Copy the mailing list post about U.S. internet access below, word for word and in full.

▸ **Text block**:
— start —

[1st-mile-nm] Susan Crawford on Why U.S. Internet Access is Slow, Costly, and Unfair on Vimeo

Gary Gomes ggomes at soundviewnet.com
Tue Feb 12 05:08:25 PST 2013


Steve,

 

I read your magazine and appreciate your efforts in promoting broadband and
recognize that video content providers are a huge problem, but  I hope that
you do not mean to suggest that two suppliers equals effective competition.

 

There are countless studies that document the fact that oligopolists act
just  like monopolists - even absent overt collusion.  It is just the nature
of the beast.

 

The problem in the US is that we have virtually unregulated monopoly/duopoly
for-profit companies running a public utility service (cable and fiber
plant), another oligopoly running the content creation (networks origin) as
well as over-the-air waves, and a third duopoly running cellular.  Is it any
wonder they do not compete on price?

— end —

▸ **Records shown**:
— start —

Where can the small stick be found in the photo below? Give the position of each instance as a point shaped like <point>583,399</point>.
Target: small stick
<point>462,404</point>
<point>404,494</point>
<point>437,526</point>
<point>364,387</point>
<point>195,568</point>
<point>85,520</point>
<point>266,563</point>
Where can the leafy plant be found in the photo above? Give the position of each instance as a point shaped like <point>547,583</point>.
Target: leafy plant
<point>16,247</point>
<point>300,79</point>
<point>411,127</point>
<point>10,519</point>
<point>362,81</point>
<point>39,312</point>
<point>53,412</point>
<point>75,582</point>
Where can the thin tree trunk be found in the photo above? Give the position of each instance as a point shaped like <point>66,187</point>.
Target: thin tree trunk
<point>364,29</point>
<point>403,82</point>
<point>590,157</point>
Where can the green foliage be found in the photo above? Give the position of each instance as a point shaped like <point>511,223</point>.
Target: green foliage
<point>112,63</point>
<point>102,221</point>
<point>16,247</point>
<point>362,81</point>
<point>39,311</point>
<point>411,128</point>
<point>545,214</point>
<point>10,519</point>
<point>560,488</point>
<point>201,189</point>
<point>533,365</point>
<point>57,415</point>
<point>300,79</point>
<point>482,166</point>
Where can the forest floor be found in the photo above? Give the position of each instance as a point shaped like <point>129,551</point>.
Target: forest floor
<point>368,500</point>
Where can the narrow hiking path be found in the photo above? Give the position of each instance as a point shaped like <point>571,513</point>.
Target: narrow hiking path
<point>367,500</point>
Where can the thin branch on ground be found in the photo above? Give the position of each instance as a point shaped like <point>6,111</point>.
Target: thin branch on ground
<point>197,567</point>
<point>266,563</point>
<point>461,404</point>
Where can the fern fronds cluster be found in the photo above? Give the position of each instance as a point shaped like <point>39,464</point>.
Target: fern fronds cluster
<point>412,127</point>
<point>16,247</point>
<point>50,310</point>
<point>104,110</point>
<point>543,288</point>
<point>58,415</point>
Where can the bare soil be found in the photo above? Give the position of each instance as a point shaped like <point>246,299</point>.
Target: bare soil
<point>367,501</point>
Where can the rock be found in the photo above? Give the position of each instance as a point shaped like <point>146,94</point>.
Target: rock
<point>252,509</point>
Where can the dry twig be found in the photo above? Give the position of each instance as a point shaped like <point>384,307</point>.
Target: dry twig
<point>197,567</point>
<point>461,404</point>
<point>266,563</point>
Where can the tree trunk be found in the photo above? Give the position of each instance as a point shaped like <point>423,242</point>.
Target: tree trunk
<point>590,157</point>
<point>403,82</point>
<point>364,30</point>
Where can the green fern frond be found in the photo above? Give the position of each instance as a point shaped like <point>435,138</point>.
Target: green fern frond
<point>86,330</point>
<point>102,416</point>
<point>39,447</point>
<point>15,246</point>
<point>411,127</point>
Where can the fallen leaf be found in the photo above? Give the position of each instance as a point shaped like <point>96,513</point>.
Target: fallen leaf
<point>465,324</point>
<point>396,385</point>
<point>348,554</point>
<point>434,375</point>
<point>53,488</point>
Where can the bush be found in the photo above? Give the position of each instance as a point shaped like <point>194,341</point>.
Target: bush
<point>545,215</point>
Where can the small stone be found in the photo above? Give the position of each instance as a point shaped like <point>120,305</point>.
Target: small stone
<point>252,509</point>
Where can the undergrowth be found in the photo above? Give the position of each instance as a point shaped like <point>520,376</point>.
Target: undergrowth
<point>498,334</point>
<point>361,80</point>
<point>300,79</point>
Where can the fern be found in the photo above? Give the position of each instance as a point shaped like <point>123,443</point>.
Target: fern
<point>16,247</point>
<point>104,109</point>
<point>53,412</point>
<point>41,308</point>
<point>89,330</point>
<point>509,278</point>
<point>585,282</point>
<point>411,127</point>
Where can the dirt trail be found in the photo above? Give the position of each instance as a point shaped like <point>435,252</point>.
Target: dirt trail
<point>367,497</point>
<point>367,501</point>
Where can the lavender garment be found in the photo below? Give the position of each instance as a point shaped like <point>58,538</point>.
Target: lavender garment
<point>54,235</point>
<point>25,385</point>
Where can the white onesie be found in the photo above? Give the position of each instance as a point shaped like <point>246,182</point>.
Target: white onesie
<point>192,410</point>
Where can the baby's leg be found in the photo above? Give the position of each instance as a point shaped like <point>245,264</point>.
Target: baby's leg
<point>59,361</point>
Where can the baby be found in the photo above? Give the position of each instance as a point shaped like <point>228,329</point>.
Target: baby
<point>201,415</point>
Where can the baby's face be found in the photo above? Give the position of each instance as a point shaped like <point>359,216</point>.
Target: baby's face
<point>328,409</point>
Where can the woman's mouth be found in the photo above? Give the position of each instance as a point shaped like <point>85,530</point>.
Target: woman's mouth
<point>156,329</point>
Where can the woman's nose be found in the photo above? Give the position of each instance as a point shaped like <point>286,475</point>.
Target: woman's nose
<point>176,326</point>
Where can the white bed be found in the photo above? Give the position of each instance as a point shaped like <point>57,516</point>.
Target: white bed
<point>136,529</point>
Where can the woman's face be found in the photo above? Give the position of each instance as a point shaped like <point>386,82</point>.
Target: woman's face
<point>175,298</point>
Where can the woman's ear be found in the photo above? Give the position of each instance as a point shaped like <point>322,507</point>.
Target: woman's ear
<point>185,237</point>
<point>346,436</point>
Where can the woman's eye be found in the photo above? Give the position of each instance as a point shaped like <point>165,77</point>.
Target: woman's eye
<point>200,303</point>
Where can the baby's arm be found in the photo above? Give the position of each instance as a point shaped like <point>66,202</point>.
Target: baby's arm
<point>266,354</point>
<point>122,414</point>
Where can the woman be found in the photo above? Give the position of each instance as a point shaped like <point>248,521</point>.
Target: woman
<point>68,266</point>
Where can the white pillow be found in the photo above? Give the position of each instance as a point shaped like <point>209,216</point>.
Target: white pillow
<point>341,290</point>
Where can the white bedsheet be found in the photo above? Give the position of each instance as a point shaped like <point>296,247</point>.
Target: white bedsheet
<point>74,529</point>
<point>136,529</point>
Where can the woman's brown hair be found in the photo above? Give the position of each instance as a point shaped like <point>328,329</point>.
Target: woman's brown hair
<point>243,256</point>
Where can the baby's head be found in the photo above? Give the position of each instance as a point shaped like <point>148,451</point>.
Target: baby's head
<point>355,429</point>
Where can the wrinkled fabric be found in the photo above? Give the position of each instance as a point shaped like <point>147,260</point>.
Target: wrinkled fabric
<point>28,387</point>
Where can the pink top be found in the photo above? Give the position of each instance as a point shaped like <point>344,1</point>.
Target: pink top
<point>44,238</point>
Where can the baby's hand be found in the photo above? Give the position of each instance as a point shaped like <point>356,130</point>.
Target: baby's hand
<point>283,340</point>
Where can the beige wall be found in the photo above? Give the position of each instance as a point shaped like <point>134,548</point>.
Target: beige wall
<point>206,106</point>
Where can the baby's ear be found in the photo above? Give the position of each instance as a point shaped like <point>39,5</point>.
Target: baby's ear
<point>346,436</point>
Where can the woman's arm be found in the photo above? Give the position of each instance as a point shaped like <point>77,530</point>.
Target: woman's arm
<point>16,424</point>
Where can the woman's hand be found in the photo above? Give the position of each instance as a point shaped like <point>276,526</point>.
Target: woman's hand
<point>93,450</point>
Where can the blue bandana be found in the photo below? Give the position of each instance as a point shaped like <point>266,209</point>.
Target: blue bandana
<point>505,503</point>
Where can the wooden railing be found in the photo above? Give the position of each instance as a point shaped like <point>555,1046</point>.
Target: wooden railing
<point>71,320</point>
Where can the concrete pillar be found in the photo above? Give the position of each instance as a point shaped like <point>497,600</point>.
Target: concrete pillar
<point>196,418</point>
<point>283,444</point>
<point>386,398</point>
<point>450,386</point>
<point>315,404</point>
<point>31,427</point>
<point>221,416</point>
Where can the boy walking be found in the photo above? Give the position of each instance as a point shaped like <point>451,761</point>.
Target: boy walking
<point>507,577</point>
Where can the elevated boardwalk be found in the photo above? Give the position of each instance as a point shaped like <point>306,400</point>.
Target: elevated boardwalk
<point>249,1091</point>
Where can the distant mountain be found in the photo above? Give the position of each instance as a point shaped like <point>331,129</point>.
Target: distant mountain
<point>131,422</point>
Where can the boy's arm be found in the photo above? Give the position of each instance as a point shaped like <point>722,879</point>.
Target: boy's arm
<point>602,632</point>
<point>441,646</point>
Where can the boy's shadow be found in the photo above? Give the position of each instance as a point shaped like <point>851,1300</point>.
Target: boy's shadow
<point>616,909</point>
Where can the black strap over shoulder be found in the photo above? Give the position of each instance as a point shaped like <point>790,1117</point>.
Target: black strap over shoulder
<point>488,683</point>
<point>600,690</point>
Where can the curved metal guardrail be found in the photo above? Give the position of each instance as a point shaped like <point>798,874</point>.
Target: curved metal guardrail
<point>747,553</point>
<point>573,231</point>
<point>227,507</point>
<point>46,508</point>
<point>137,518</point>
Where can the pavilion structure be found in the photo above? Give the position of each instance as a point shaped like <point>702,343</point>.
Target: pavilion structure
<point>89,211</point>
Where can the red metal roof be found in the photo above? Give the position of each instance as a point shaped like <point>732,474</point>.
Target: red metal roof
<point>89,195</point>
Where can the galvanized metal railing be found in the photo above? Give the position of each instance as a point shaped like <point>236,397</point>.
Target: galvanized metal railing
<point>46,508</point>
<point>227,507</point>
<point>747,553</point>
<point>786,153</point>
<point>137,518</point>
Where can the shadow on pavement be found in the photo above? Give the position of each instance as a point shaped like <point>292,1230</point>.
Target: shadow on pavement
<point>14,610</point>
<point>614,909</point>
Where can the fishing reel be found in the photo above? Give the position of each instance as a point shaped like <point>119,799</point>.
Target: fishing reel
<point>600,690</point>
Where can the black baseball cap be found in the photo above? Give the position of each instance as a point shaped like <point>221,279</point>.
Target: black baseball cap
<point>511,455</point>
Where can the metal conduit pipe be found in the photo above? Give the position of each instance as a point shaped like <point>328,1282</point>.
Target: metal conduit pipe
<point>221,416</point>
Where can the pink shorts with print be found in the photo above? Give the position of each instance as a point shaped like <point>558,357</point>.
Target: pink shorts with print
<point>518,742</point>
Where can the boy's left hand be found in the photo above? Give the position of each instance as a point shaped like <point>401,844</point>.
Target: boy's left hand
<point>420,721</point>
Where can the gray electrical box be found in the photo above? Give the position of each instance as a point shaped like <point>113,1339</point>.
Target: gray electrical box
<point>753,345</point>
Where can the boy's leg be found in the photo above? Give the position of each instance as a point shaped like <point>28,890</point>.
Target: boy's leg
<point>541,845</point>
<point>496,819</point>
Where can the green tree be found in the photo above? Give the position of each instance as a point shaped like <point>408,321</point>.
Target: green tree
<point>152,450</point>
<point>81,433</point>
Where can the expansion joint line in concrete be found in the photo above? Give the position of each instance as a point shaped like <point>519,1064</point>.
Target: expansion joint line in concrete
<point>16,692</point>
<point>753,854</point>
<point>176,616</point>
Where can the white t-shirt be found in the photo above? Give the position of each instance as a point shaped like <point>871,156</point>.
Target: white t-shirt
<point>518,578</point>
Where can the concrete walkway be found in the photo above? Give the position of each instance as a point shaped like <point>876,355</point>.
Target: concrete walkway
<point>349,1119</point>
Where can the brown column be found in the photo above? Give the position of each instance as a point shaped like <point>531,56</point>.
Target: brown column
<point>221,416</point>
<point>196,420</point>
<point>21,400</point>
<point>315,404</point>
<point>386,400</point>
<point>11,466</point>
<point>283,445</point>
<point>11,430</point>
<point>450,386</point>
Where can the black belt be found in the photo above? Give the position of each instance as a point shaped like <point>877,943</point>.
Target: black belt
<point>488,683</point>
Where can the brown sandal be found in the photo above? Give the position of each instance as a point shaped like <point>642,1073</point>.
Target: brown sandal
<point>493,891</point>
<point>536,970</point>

— end —

▸ **The result**:
[1st-mile-nm] Susan Crawford on Why U.S. Internet Access is Slow, Costly, and Unfair on Vimeo

Gary Gomes ggomes at soundviewnet.com
Tue Feb 12 05:08:25 PST 2013


Steve,

 

I read your magazine and appreciate your efforts in promoting broadband and
recognize that video content providers are a huge problem, but  I hope that
you do not mean to suggest that two suppliers equals effective competition.

 

There are countless studies that document the fact that oligopolists act
just  like monopolists - even absent overt collusion.  It is just the nature
of the beast.

 

The problem in the US is that we have virtually unregulated monopoly/duopoly
for-profit companies running a public utility service (cable and fiber
plant), another oligopoly running the content creation (networks origin) as
well as over-the-air waves, and a third duopoly running cellular.  Is it any
wonder they do not compete on price?